*** Selected passage
AMSTERDAM -- Children who survive childhood cancer -- especially those who had radiation therapy -- grow up to an increased risk of later adverse effects, researchers here said.

AMSTERDAM, June 26 -- Children who survive childhood cancer -- especially those who had radiation therapy -- grow up to an increased risk of later adverse effects, researchers here said.

Physicians treating young adults who have survived childhood cancer should be watchful for a range of adverse events that would usually be thought rare in that age group, according to a report published in the June 27 issue of the Journal of the American Medical Association.

In a long-term retrospective cohort study, almost 75% of the children successfully treated for cancer had at least one adverse event, such as orthopedic disorders or second tumors, later in life, found Huib Caron, M.D., Ph.D., of Emma Children's Hospital/Academic Medical Center in Amsterdam, and colleagues.

One in four had five or more such events and four in 10 had at least one severe or life-threatening event, the researchers said.

Among those who were treated with radiation, 55% had what the investigators called a "high or severe" burden of adverse events. In comparison, the rate was 15% among those treated with chemotherapy alone and 25% among those treated with surgery alone, they said.

Put in other terms, those treated with radiation were twice as likely to have a high or severe burden of adverse events later in life as those treated with surgery, while those treated with chemotherapy were 35% less likely to have such a high burden of disease.

The odds ratios were 2.18 and 0.65, with 95% confidence intervals from 1.62 to 2.95 and from 0.46 to 0.90, respectively.
******
*** Available data
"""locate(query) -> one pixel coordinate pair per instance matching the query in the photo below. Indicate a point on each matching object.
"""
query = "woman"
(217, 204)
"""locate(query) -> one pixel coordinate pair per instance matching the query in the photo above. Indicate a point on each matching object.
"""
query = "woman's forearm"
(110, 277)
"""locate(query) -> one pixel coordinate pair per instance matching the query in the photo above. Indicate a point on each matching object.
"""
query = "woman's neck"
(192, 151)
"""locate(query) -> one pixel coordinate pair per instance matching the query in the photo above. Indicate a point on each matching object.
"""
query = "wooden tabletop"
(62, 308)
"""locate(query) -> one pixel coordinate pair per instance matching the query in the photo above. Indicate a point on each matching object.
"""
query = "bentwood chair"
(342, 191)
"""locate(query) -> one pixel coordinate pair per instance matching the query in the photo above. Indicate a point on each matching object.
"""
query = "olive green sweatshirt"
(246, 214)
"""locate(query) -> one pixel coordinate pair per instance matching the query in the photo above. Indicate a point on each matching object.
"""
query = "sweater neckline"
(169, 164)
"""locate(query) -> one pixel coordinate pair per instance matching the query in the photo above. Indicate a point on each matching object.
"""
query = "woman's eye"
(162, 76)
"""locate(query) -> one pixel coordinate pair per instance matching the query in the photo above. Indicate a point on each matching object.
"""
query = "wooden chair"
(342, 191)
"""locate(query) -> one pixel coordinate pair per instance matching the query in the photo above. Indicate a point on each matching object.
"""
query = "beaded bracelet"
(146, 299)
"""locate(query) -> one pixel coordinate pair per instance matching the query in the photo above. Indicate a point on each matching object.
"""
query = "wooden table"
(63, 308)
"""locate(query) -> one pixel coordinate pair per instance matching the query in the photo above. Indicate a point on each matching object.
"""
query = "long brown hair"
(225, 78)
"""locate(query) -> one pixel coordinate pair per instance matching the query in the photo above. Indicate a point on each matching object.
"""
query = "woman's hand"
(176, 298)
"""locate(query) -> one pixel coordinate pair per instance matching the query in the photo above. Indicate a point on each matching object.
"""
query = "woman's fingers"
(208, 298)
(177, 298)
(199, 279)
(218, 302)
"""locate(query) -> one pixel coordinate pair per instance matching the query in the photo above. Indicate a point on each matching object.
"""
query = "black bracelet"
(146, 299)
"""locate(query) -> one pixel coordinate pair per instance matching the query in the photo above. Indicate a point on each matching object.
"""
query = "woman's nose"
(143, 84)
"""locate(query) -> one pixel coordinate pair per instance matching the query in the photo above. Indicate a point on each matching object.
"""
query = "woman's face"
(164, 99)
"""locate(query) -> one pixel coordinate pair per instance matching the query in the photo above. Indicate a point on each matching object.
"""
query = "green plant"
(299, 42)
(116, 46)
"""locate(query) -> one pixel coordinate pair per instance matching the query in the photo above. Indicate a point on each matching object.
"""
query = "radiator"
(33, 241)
******
__Task list__:
1. From the article on adverse effects in childhood cancer survivors, write out the passage starting with "Physicians treating young" and going on through "American Medical Association.".
2. Continue the article on adverse effects in childhood cancer survivors from the point where it stops.

__Results in order__:
1.
Physicians treating young adults who have survived childhood cancer should be watchful for a range of adverse events that would usually be thought rare in that age group, according to a report published in the June 27 issue of the Journal of the American Medical Association.

2.
The common terminology for adverse events, the researchers noted, defines a grade 3 event as severe, a grade 4 event as life-threatening or disabling, and a grade 5 event as an adverse-event-related death.

For this study, the researchers defined a high burden of adverse events as at least two grade 3 events or one grade 4 event; severe was defined as more grade 3 and 4 events or a grade 5 event.

The researchers analyzed outcomes for 1,362 children who survived at least five years after treatment for cancer in the Emma Children's Hospital/Academic Medical Center from 1966 through 1996.

Median follow-up was 17 years and medical follow-up was available for 94.3% of the cohort, the researchers said. Most of them -- 88% -- were under 35 at the end of follow-up.

Although not all adverse events can be prevented, some can, and others can be treated better if caught early, Dr. Caron said.

"We feel that risk-stratified lifelong medical surveillance of childhood cancer survivors is needed to allow early detection of adverse events that are amenable to intervention," he said.

The rates of severe and high adverse events are slightly higher than those seen in a similar American study, the Childhood Cancer Survivor Study, which was reported last year. (See Childhood Cancer Casts Long Shadow Over Adult Health)

But the differences can probably be explained by different protocols used in the two studies, as well as a lower rate of follow-up in the American study and a relatively large proportion of patients with unknown treatment data, Dr. Caron and colleagues said.

Taken together, the two studies -- with "remarkably similar" results -- serve as a wake-up call to doctors, said Kevin Oeffinger, M.D., of Memorial Sloan-Kettering Cancer Center in New York, and Leslie Robison, Ph.D., of St. Jude Children's Research Hospital in Memphis, Tenn. Both were senior researchers in the Childhood Cancer Survivor Study.

In an accompanying editorial, they argued that "most primary care physicians, as well as surgeons, obstetricians, cardiologists, and other specialists, are not familiar with the health risks of this relatively heterogeneous population."

For that reason, as the survivors reach adulthood, "they might not be screened for various late effects that may be modifiable or amenable to early diagnosis and treatment," they said.

A limitation of this study noted by the authors is that "we could not compare the prevalence of adverse events in our survivors with that in a healthy population. Most of the specific events included in our analyses also occur in the general population, but the population prevalence of most events is unknown."